» Available records
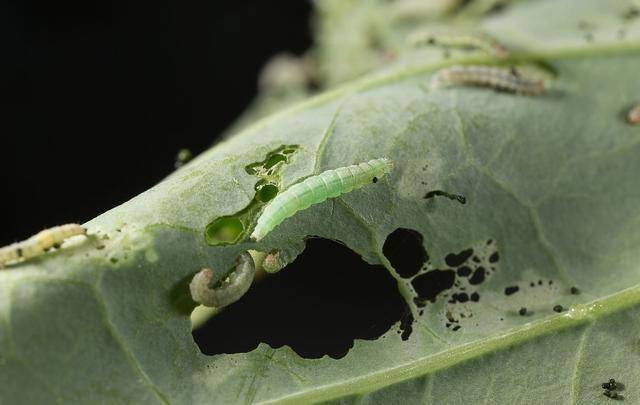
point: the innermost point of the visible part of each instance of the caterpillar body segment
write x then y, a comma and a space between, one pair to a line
230, 290
455, 39
504, 79
633, 117
39, 243
316, 189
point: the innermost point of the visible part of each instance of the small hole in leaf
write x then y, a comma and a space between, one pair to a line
317, 305
405, 251
267, 192
224, 231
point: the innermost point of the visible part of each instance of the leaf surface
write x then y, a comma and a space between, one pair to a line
550, 183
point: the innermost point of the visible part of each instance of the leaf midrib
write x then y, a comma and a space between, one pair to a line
577, 315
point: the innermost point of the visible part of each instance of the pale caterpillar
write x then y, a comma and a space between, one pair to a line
316, 189
455, 39
633, 117
230, 289
39, 243
488, 76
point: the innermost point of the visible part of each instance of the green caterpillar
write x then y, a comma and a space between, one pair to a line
316, 189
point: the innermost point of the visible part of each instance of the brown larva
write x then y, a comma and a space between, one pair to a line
39, 243
230, 290
489, 76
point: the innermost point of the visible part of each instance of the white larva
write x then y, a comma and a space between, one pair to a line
489, 76
633, 117
230, 290
316, 189
39, 243
456, 39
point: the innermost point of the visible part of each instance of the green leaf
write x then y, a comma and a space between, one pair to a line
551, 180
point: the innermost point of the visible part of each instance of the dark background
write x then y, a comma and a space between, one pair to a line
98, 96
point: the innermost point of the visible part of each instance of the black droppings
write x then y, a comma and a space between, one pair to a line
432, 283
610, 385
405, 251
455, 260
457, 197
494, 257
283, 308
463, 297
464, 271
419, 302
511, 290
478, 276
631, 13
612, 394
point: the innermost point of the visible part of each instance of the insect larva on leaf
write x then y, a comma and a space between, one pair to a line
316, 189
230, 290
633, 117
39, 243
456, 39
510, 80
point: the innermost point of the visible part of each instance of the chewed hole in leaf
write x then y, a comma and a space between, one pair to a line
405, 251
224, 230
267, 192
317, 305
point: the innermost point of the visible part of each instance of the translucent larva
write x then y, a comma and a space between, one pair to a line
489, 76
230, 290
455, 39
316, 189
633, 117
39, 243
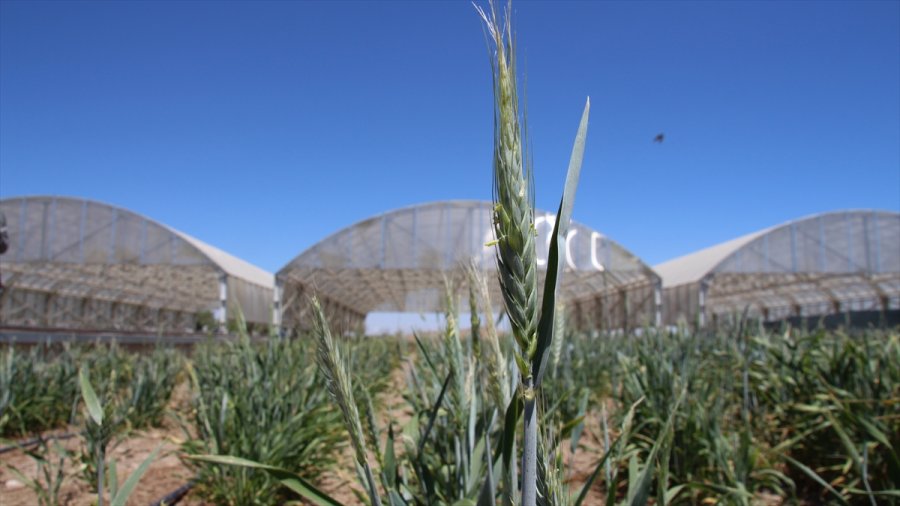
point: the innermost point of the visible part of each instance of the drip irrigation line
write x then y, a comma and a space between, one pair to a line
174, 496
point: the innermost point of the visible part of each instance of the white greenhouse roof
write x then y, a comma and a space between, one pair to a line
70, 247
397, 261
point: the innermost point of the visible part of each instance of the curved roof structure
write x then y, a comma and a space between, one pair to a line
814, 265
68, 249
396, 261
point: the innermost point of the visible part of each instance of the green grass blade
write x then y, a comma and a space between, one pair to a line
556, 257
90, 397
590, 481
121, 496
434, 411
642, 492
290, 480
818, 479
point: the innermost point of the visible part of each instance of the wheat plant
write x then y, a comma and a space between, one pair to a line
532, 320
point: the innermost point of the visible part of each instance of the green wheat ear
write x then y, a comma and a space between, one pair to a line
333, 367
513, 208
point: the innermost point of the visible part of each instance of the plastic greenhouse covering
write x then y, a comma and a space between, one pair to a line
78, 264
397, 261
824, 264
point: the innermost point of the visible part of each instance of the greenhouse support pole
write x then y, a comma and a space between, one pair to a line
222, 313
276, 306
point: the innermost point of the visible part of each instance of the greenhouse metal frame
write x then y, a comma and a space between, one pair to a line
825, 264
77, 264
398, 261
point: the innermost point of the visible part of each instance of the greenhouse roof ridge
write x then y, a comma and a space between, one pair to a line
228, 263
693, 267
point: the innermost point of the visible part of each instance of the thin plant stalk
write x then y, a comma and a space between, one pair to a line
335, 370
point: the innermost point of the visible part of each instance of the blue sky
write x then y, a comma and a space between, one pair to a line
261, 127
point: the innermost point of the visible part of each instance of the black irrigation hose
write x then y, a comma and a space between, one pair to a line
35, 441
174, 496
169, 499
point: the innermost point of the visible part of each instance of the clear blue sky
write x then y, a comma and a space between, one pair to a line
261, 128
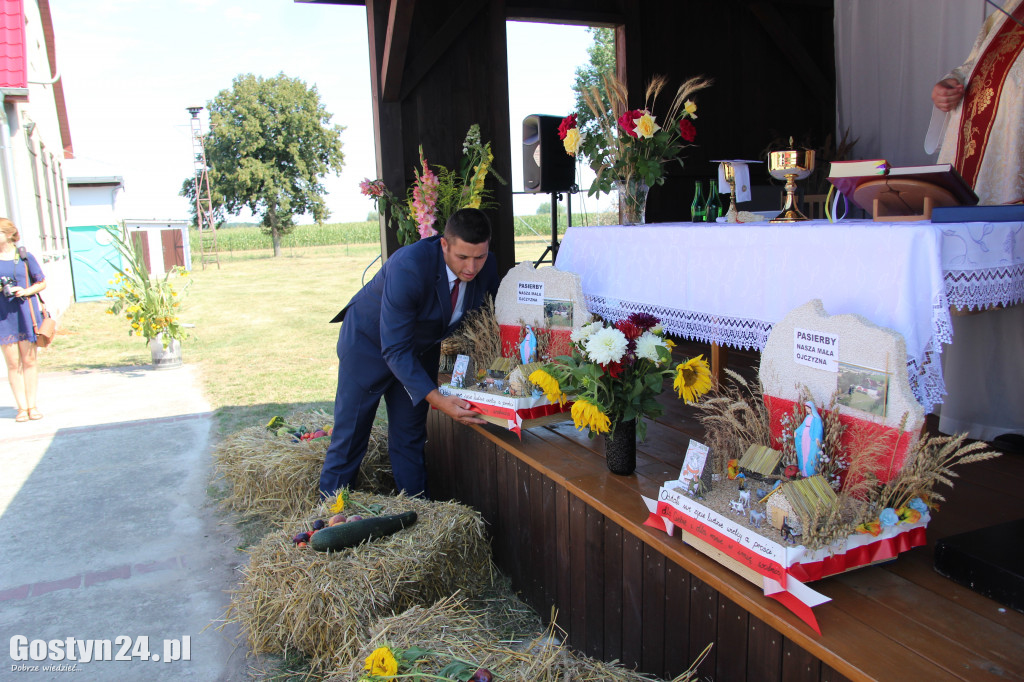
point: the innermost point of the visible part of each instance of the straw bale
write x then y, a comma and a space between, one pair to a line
455, 628
324, 604
278, 476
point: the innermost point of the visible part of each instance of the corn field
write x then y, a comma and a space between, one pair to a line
251, 238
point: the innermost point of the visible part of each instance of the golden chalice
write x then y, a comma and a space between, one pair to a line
791, 165
730, 176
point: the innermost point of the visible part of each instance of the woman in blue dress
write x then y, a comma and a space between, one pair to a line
17, 337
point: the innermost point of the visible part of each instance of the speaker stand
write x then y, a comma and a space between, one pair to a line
553, 247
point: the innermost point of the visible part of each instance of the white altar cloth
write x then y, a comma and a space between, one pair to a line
728, 284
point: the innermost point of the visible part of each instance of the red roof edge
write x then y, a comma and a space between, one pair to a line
13, 65
44, 15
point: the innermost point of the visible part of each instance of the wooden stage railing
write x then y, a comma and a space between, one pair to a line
568, 535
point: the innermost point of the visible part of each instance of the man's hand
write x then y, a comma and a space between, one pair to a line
947, 93
455, 408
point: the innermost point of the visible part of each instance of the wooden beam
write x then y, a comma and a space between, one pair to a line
387, 116
398, 22
423, 61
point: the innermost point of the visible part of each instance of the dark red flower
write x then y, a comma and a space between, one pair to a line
687, 130
629, 329
628, 121
567, 124
644, 321
612, 369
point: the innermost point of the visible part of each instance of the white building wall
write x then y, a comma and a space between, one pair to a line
35, 190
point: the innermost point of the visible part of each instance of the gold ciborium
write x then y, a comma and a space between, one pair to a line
791, 165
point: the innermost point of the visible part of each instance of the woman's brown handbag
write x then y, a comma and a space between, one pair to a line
47, 328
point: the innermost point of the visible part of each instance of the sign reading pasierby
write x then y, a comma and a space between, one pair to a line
530, 293
816, 349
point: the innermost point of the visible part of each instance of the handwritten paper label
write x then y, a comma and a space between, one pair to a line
816, 349
530, 293
696, 455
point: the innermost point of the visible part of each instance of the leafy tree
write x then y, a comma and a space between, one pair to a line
268, 148
591, 76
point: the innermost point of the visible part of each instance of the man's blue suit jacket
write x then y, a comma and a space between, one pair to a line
393, 326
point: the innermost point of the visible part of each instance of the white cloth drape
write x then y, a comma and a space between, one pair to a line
728, 284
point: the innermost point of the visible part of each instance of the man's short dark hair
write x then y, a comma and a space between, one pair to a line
470, 225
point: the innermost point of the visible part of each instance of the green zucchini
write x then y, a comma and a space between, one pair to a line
343, 536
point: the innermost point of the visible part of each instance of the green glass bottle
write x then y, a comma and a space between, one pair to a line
697, 207
713, 209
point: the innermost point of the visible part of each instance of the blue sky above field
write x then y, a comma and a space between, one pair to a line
130, 68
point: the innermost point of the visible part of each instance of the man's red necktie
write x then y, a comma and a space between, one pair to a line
455, 296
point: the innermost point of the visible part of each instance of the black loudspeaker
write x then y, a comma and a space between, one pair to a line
546, 166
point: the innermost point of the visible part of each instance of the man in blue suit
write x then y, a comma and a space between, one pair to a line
389, 346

» Task requirements
In the records above, return only the line that contains "handwritten paper label" and every line after it through the last, exactly as they appear.

» Correct response
point: the innermost point of the visible part of each instance of the handwritten paper label
write x then y, a comma and a space between, one pair to a line
816, 349
530, 293
696, 455
point: the innermost point of the visible part of each instance of the leafy tree
write x then y, a comma and a space between, one pair to a line
268, 148
591, 76
point: the innermost point of the visible part of each instance of the man's blue suit jacket
write x then y, a comma and a space between, one pair to a line
393, 326
point: the innermost point of the visible part of each instance of the white cloth drape
write x then y, a comma and a space between, one pair to a line
728, 284
point: the innermost point of the visible part of each instance of the man's short dark hair
write x then y, a comma and a space between, one pair to a line
470, 225
point: the innermost point of the visible part of each instance of the green zucchini
write x then y, a comma and a space between, one pair to a line
343, 536
point: the innermost point of the visible part of each instance of the green glass bottle
write x then y, a comma and a space between, one pair to a line
697, 207
713, 209
point: the innermost point of the visible part of each instance of the blue sky above field
write x then y, a comma and a space between, one pair to a line
130, 68
point: the innermost point of the visible part of each instance of the man's red necktie
write x then y, a comma and a space between, one pair to a line
455, 296
point: the innermost point of the visible part of each instance of the black loudspeaker
write x then y, a comma and a space between, one pair to a line
546, 166
point: the innermost point of the visible part of each instance of the man in blue suit
write x then y, a comma and a space between, one pair to a line
389, 346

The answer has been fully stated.